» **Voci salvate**
..........

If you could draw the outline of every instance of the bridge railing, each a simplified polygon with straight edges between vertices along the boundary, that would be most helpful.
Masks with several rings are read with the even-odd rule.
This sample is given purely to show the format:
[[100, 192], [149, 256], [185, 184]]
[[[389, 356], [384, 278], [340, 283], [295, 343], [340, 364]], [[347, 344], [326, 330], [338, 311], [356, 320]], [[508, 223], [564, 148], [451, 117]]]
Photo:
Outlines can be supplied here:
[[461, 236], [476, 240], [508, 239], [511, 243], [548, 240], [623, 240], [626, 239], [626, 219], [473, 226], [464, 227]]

..........

» **COSA FARE**
Ristampa tutte le righe dei record qui sopra, senza cambiare nulla.

» **COMPITO SVOLTO**
If you could draw the outline of every instance of the bridge railing, each a simplified polygon with straight edges between vertices along the boundary, that would be most helpful.
Masks with several rings are read with the even-odd rule.
This sample is given purely to show the format:
[[100, 192], [149, 256], [185, 184]]
[[[389, 356], [384, 278], [340, 283], [295, 343], [340, 364]], [[347, 344], [326, 330], [338, 311], [356, 320]], [[508, 223], [564, 148], [451, 117]]]
Photo:
Outlines can be supplied here:
[[461, 236], [476, 240], [508, 239], [511, 243], [548, 240], [623, 240], [626, 239], [626, 219], [473, 226], [464, 227]]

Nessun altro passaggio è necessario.